Task details - Scan the entries below and extract each line with the word "clicks" in it.

+++ Given data

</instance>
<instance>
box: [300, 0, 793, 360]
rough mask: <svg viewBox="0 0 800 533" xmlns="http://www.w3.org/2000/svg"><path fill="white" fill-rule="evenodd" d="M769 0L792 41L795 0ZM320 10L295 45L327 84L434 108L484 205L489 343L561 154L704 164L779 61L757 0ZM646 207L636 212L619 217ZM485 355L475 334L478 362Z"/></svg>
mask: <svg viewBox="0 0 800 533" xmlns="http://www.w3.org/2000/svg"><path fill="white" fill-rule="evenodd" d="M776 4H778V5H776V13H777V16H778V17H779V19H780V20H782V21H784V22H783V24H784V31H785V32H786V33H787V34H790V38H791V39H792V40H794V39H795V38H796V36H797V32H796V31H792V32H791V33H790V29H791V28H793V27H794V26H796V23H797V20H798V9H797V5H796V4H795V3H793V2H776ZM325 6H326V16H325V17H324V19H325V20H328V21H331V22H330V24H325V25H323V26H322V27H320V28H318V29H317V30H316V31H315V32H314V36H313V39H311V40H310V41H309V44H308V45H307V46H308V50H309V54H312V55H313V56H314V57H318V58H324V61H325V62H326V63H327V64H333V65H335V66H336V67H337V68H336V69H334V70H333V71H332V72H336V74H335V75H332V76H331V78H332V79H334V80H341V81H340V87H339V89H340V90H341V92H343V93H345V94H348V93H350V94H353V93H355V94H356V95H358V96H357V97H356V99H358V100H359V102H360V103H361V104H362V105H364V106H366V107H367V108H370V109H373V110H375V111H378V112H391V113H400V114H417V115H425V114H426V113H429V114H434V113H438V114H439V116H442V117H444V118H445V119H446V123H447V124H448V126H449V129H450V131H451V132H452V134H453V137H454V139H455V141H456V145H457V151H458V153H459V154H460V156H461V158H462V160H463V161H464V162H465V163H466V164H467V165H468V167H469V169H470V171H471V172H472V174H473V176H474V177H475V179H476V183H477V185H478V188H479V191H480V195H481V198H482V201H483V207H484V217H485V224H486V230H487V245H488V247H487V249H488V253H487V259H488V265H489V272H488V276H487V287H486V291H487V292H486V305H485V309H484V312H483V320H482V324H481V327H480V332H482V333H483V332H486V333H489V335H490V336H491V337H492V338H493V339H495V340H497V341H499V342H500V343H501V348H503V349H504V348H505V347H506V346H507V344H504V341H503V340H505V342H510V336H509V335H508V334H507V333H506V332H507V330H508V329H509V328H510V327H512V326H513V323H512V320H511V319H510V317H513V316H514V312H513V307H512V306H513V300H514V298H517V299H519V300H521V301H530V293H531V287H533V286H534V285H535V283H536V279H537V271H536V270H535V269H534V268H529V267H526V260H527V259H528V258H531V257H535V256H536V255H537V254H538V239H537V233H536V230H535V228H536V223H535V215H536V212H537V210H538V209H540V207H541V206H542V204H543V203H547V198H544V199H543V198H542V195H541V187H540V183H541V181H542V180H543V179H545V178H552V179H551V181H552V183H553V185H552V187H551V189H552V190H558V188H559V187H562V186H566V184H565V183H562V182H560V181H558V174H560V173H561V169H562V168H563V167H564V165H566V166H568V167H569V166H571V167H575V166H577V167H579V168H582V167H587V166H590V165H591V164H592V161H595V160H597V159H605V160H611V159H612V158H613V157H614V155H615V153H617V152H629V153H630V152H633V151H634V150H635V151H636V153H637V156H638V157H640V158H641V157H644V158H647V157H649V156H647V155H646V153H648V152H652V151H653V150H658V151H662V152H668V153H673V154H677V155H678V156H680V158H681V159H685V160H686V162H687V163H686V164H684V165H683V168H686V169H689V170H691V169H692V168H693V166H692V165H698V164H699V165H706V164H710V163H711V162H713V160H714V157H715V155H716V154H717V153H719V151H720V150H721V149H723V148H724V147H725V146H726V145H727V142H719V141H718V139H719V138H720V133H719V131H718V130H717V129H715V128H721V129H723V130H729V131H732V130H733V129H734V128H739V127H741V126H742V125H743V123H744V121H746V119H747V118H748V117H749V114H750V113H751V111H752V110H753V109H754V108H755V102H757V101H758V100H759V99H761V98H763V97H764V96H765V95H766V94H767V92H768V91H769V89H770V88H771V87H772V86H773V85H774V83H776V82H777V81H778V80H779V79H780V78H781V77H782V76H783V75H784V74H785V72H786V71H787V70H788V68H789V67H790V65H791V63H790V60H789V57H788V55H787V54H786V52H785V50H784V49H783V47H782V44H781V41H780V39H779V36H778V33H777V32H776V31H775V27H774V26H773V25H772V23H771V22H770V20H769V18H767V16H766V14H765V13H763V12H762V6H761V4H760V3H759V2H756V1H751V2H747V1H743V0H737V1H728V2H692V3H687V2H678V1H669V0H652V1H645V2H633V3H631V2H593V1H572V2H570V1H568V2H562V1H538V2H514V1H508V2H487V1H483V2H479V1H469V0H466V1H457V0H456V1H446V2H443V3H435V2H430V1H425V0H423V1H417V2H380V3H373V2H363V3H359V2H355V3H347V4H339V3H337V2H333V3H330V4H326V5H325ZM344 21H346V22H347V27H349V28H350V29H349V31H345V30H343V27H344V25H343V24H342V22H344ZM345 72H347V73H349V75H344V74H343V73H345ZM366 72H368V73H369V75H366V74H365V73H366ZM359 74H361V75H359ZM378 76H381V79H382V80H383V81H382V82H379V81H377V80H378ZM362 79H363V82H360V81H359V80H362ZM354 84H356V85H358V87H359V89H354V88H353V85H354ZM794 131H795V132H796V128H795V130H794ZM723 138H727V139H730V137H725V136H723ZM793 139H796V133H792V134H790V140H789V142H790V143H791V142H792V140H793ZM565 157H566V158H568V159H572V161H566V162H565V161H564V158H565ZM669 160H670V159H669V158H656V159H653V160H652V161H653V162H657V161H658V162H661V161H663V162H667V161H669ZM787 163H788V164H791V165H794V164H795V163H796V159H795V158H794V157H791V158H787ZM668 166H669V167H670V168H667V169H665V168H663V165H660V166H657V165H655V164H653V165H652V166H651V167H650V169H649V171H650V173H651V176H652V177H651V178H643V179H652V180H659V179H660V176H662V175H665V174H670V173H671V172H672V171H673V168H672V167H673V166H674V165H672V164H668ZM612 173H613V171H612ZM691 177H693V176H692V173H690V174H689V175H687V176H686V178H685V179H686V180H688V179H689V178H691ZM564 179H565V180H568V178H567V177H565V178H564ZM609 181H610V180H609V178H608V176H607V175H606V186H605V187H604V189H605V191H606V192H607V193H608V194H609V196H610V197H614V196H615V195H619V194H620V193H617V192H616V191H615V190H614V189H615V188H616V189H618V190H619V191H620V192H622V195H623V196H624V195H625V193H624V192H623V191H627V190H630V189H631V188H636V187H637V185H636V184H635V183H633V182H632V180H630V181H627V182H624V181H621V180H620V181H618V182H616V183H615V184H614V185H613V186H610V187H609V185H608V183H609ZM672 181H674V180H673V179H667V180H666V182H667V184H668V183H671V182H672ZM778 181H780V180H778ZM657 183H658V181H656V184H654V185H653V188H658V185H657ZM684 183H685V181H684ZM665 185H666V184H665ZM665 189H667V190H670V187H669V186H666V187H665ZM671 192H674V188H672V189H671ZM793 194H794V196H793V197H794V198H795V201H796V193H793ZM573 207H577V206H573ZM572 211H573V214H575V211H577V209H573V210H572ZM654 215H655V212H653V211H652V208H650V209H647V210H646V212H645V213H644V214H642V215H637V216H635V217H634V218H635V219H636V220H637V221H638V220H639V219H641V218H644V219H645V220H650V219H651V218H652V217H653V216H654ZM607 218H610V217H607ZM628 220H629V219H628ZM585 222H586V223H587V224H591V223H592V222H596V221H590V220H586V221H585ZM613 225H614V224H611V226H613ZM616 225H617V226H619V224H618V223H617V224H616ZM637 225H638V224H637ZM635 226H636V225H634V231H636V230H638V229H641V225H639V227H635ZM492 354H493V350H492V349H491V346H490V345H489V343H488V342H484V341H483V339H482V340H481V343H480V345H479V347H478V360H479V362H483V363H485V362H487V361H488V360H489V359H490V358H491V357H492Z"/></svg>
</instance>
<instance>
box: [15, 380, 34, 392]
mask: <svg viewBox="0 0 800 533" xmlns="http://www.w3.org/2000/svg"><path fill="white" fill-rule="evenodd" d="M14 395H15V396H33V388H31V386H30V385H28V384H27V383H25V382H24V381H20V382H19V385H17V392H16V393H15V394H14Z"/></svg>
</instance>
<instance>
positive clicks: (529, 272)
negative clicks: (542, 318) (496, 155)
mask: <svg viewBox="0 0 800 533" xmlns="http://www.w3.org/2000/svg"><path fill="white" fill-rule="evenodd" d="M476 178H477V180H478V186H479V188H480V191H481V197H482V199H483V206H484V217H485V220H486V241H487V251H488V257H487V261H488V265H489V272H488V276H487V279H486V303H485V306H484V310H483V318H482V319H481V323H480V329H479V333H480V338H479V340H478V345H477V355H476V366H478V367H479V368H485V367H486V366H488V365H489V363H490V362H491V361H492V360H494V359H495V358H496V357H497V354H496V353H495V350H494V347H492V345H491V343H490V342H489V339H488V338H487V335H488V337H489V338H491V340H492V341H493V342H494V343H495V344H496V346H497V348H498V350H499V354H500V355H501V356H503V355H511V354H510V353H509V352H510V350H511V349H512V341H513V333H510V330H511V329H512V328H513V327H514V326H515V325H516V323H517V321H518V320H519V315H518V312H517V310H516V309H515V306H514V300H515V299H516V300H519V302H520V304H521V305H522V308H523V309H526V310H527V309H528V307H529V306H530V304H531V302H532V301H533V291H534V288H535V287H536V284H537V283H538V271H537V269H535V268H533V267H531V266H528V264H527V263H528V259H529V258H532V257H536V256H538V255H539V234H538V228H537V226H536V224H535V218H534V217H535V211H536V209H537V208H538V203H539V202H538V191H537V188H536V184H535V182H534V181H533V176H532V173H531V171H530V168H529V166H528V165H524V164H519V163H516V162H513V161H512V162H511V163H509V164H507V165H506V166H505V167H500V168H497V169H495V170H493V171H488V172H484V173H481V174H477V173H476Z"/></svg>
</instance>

++++++

Response box -
positive clicks: (529, 272)
negative clicks: (542, 318) (496, 155)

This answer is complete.